◆ LIST OF TASKS ◆
(a) List every percentage figure that the article on NCBA's loan defaults gives.
(b) Update the passage of the NCBA article from "NCBA Managing Director" up to and including "on personal loans.", swapping "operating expenses" for "running costs".

##### EXERCISE TEXT #####

Five accounts hit NCBA with Sh26b loan defaults

NCBA Group has disclosed that five loan accounts took up 60 per cent of its Sh44.34 billion non-performing loans (NPLs) by the end of last year, highlighting the difficulties facing large businesses.

The lender said “five big names” accounted for an equivalent of Sh26.4 billion of the stock of loans that had remained unpaid for at least three months in the year ended December 2021.

NCBA Managing Director John Gachora said in an interview that the NPLs, a growth from Sh40.06 billion in December 2020, related to firms with historical issues.

“We had a few very large customers historically who obviously with Covid-19 got negatively affected,” he said.

“These were mainly customers in transport, distribution and trade. Those got negatively affected through Covid-19 and form the bulk of that NPL book.”

But NCBA’s operating expenses retreated from Sh40.03 billion to Sh33.45 billion as the lender cut loan loss provisioning by 38 per cent to Sh12.72 billion.

The bank largely lends to corporates and this means its average loan sizes are bigger compared to lenders that are heavy on personal loans.

Its financial results showed the NPLs ratio—the portion of loan book that has gone for at least three months without payment of interest or principal—hit 15.6 per cent at the end of December compared to the banking sector’s average of 13.1 per cent.

##### DATA EXCERPTS #####

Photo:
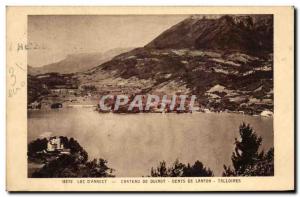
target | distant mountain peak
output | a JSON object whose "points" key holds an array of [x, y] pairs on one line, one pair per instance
{"points": [[247, 33]]}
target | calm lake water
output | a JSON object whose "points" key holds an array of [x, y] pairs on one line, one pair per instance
{"points": [[133, 143]]}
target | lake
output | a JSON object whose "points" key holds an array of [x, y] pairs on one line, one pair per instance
{"points": [[133, 143]]}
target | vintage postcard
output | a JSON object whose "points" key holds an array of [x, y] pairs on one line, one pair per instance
{"points": [[150, 99]]}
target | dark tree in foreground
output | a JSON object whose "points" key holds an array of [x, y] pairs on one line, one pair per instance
{"points": [[181, 170], [246, 158]]}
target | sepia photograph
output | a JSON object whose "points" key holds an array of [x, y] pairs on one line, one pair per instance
{"points": [[150, 99], [144, 95]]}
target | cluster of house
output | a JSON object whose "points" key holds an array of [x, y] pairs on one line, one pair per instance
{"points": [[55, 145]]}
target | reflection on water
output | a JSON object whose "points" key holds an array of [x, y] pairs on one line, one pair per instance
{"points": [[133, 143]]}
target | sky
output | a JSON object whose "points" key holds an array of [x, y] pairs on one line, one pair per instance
{"points": [[56, 36]]}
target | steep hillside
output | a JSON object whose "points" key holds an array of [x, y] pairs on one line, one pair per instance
{"points": [[241, 33], [227, 62]]}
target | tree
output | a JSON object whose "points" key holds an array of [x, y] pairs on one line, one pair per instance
{"points": [[179, 169], [246, 158]]}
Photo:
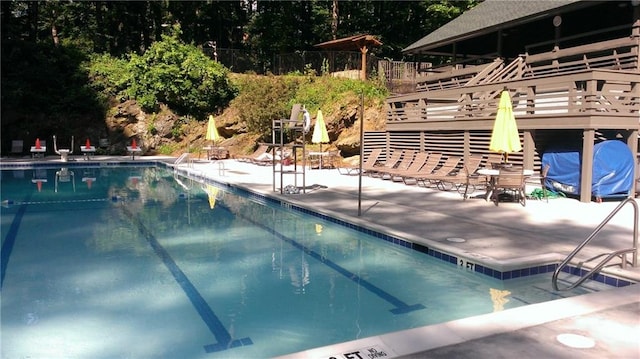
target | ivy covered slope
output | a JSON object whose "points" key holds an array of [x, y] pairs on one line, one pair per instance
{"points": [[164, 97]]}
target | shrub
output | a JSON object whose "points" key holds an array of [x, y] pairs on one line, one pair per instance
{"points": [[170, 72]]}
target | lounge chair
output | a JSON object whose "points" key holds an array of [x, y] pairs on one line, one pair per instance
{"points": [[474, 181], [396, 174], [391, 162], [449, 165], [133, 149], [268, 158], [88, 150], [405, 162], [370, 161], [17, 146], [511, 181], [456, 180], [429, 166], [263, 148]]}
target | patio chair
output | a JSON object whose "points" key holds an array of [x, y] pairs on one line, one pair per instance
{"points": [[457, 179], [510, 181], [405, 162], [134, 149], [370, 161], [17, 147], [262, 148], [39, 151], [429, 166], [397, 174], [494, 160], [449, 165], [539, 180], [268, 158], [390, 162]]}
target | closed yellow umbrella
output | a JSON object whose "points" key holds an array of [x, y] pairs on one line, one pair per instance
{"points": [[504, 137], [212, 131], [320, 134], [212, 193]]}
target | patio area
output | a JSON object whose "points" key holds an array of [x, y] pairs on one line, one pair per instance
{"points": [[506, 237]]}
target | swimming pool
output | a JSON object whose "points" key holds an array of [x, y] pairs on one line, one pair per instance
{"points": [[109, 261]]}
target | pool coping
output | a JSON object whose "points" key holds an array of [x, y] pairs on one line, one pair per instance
{"points": [[418, 341], [499, 269]]}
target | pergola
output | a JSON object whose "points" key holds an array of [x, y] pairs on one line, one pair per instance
{"points": [[357, 42]]}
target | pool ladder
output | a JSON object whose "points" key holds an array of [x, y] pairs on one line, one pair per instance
{"points": [[622, 253], [184, 157]]}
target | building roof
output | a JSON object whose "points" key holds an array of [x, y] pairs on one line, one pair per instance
{"points": [[491, 16]]}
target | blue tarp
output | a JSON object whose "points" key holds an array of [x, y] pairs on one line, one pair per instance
{"points": [[612, 170]]}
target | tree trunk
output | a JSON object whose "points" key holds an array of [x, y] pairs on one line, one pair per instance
{"points": [[334, 20]]}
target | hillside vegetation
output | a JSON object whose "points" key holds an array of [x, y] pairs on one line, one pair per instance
{"points": [[164, 97]]}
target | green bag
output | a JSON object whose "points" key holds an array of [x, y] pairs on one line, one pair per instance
{"points": [[538, 193]]}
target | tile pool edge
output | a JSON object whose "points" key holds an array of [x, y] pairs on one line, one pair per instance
{"points": [[466, 260], [422, 339], [502, 270]]}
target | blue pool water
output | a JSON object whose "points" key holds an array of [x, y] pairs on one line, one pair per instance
{"points": [[136, 262]]}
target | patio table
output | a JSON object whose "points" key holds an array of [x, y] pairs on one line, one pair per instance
{"points": [[493, 174]]}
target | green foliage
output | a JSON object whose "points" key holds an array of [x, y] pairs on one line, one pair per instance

#####

◆ OUTPUTS BY TASK ◆
(a) 60 per cent, 38 per cent, 15.6 per cent, 13.1 per cent

(b)
NCBA Managing Director John Gachora said in an interview that the NPLs, a growth from Sh40.06 billion in December 2020, related to firms with historical issues.

“We had a few very large customers historically who obviously with Covid-19 got negatively affected,” he said.

“These were mainly customers in transport, distribution and trade. Those got negatively affected through Covid-19 and form the bulk of that NPL book.”

But NCBA’s running costs retreated from Sh40.03 billion to Sh33.45 billion as the lender cut loan loss provisioning by 38 per cent to Sh12.72 billion.

The bank largely lends to corporates and this means its average loan sizes are bigger compared to lenders that are heavy on personal loans.